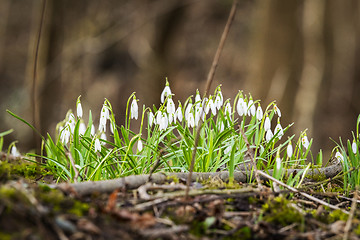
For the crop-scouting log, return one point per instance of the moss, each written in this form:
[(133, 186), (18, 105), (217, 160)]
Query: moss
[(20, 168), (279, 211), (337, 215)]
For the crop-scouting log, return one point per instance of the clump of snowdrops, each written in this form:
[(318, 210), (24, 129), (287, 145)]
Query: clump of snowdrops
[(165, 139)]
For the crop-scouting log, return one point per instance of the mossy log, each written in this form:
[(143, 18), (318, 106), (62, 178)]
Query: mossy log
[(135, 181)]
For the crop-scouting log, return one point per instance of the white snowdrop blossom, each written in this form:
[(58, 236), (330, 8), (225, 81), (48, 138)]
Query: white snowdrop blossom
[(65, 135), (187, 111), (289, 150), (103, 137), (219, 100), (279, 130), (82, 128), (163, 122), (191, 121), (240, 107), (227, 149), (268, 135), (339, 157), (228, 109), (212, 106), (278, 163), (14, 151), (104, 115), (197, 97), (221, 126), (354, 147), (251, 108), (267, 124), (178, 113), (140, 146), (71, 122), (92, 130), (151, 118), (170, 106), (97, 145), (277, 110), (166, 92), (259, 113), (134, 109), (79, 111), (305, 141)]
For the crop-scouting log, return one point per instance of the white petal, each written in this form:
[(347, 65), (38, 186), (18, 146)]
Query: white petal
[(79, 110), (269, 135), (259, 113), (166, 92), (267, 124), (140, 145), (170, 107), (289, 150), (354, 147)]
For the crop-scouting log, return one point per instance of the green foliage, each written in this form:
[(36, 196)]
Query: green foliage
[(166, 139)]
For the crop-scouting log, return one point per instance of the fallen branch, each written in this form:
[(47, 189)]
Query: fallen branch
[(135, 181)]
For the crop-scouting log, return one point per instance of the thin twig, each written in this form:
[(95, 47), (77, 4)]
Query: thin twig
[(36, 122), (209, 80), (301, 193), (252, 157), (351, 216)]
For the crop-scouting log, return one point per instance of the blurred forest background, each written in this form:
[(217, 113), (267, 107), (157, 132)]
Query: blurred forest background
[(303, 54)]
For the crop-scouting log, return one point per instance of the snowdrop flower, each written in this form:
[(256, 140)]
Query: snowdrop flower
[(221, 126), (269, 135), (212, 106), (219, 100), (150, 118), (259, 113), (187, 111), (134, 109), (15, 152), (278, 163), (79, 111), (97, 145), (197, 97), (339, 157), (191, 121), (71, 122), (104, 115), (178, 113), (103, 137), (228, 109), (65, 135), (92, 130), (140, 146), (166, 92), (279, 130), (289, 150), (82, 128), (354, 147), (163, 122), (251, 108), (240, 107), (305, 141), (277, 110), (267, 124), (198, 113), (227, 149)]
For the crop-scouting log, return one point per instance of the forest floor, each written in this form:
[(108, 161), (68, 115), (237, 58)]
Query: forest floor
[(32, 207)]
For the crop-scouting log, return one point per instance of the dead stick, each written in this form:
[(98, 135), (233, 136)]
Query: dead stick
[(207, 88), (301, 193)]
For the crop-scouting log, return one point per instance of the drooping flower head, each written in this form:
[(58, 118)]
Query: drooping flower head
[(166, 92), (79, 111), (134, 109)]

++++++++

Starting with the line that contains "of the snowdrop" and going on through the line that contains "113), (227, 149)]", rewrite those lines of the data with "snowdrop flower" swapped for "snowdrop blossom" and nothing else changed.

[Task output]:
For the crop-scouting log, return one point per instance of the snowdrop blossom, each written in this form:
[(256, 140)]
Query: snowdrop blossom
[(221, 126), (269, 135), (212, 106), (219, 100), (150, 118), (259, 113), (187, 111), (134, 109), (15, 152), (278, 163), (79, 111), (97, 145), (197, 97), (339, 157), (191, 121), (71, 122), (104, 115), (178, 113), (103, 137), (228, 109), (65, 135), (92, 130), (140, 146), (166, 92), (279, 130), (289, 150), (82, 128), (354, 147), (163, 122), (251, 108), (240, 107), (305, 141), (277, 110), (267, 124), (198, 113), (227, 149)]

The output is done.